Object position labeling entries
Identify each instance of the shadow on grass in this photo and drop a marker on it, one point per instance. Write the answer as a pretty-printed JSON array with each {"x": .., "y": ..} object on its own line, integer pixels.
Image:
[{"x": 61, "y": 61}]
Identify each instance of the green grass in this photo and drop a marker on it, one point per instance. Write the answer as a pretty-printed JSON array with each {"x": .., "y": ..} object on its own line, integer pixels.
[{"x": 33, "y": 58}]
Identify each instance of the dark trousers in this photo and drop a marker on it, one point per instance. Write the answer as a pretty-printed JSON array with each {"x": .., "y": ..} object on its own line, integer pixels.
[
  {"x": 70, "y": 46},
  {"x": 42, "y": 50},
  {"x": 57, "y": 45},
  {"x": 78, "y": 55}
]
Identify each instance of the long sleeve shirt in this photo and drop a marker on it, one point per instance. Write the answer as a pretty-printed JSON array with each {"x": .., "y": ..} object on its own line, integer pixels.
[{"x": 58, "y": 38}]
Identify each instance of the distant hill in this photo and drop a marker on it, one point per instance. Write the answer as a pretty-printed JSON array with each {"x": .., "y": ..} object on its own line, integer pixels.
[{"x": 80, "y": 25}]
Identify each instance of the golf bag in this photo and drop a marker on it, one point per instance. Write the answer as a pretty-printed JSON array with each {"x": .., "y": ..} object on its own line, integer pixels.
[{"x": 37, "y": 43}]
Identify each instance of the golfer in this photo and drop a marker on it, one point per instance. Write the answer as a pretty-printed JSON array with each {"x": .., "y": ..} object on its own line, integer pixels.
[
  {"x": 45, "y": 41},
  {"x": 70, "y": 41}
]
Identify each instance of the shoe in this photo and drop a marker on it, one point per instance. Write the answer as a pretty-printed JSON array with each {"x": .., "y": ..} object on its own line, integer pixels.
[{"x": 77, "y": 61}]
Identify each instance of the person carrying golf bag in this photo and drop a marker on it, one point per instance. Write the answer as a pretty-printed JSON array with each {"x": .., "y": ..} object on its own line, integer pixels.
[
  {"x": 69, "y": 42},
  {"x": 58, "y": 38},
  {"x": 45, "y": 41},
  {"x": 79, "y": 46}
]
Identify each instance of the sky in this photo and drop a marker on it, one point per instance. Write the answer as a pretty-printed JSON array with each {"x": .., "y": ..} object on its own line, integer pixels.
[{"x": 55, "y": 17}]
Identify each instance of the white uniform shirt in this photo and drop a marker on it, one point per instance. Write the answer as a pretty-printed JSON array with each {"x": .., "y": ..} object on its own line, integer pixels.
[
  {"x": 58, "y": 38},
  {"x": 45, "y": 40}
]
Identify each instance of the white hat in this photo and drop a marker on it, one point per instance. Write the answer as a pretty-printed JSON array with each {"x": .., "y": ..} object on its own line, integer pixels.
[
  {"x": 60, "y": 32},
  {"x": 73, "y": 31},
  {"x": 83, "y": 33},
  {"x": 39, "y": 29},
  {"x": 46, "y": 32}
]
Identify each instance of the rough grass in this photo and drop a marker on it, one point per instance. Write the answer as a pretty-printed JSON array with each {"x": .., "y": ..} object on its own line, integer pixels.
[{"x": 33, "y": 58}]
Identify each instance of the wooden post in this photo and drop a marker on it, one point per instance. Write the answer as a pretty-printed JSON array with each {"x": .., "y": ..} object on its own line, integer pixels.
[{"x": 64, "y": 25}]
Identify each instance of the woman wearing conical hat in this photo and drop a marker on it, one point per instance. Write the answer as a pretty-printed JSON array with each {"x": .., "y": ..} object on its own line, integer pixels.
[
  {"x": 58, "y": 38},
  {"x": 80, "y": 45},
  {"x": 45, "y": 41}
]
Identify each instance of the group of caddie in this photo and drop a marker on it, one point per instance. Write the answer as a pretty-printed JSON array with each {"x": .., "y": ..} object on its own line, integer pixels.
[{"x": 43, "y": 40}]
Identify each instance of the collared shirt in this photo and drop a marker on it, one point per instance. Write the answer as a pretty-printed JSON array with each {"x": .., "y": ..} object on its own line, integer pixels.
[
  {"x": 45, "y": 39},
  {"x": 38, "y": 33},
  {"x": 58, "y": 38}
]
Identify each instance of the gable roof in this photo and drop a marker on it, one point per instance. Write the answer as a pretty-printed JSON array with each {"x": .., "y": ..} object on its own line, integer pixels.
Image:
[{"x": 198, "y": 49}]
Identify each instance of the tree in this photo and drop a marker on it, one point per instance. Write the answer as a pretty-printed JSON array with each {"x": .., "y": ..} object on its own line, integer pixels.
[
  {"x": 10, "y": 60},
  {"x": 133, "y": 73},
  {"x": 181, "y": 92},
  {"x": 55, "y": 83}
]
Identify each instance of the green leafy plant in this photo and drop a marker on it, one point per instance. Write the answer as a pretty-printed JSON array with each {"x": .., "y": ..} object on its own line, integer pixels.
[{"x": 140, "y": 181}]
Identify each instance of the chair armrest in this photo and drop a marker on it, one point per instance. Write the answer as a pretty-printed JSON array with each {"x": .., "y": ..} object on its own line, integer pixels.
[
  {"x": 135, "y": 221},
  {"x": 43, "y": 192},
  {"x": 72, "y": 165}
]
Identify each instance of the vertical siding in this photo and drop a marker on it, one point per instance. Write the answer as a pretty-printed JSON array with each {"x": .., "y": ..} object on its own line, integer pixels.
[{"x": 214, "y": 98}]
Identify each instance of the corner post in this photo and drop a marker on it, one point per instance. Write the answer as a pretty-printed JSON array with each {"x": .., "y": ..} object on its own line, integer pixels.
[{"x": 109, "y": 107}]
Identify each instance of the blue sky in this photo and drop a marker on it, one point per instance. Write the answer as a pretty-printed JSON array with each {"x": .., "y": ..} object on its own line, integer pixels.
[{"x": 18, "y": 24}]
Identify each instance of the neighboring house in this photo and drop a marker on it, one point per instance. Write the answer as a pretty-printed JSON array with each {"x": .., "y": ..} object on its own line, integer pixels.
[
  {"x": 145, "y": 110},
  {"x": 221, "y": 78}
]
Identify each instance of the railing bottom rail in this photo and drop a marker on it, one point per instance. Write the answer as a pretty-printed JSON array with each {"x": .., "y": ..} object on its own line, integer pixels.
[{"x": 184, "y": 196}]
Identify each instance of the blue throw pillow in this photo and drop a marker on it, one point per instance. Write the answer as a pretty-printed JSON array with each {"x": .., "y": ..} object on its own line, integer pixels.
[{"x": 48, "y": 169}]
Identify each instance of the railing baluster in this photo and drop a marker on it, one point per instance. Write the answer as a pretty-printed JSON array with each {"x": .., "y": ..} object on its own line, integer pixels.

AIM =
Starting at the line that contains "Identify each instance of the corner", write out every line to the end of the entries, exactly as given.

FULL ANSWER =
Identify each instance of the corner post in this photo and drop a marker on it, one point per instance. Write the answer as a pretty-printed JSON array with each {"x": .., "y": ..} object on its own line, integer pixels.
[{"x": 109, "y": 107}]
Identify each instance of the blue sky in this photo and drop a marker on it, one point per instance. Write the answer as a pretty-printed JSON array with each {"x": .., "y": ..} object on its own line, integer pixels.
[{"x": 18, "y": 24}]
Identify each instance of the neighboring house in this photo and drop a marker on it, one point per instance. Write the answer as a pretty-printed JSON array with each {"x": .., "y": ..} object on its own line, integer pixels.
[
  {"x": 145, "y": 110},
  {"x": 221, "y": 78}
]
Identify each instance of the railing bottom rail in this photo and drop a marker on it, one point per instance. Write the answer as a pretty-printed JSON array with each {"x": .., "y": ..} object on its own line, integer pixels.
[{"x": 184, "y": 196}]
Identify each instance of the blue throw pillow in this photo and drop a marker on it, one point per instance. Write the answer as a pretty-printed JSON array with each {"x": .., "y": ..} object on its own line, integer pixels.
[{"x": 48, "y": 169}]
Identify each instance of the railing baluster in this photo and drop a marker on it, one point per instance. Write the answer as a pretty-printed JSON array with each {"x": .., "y": ..} object on its own line, integer pixels.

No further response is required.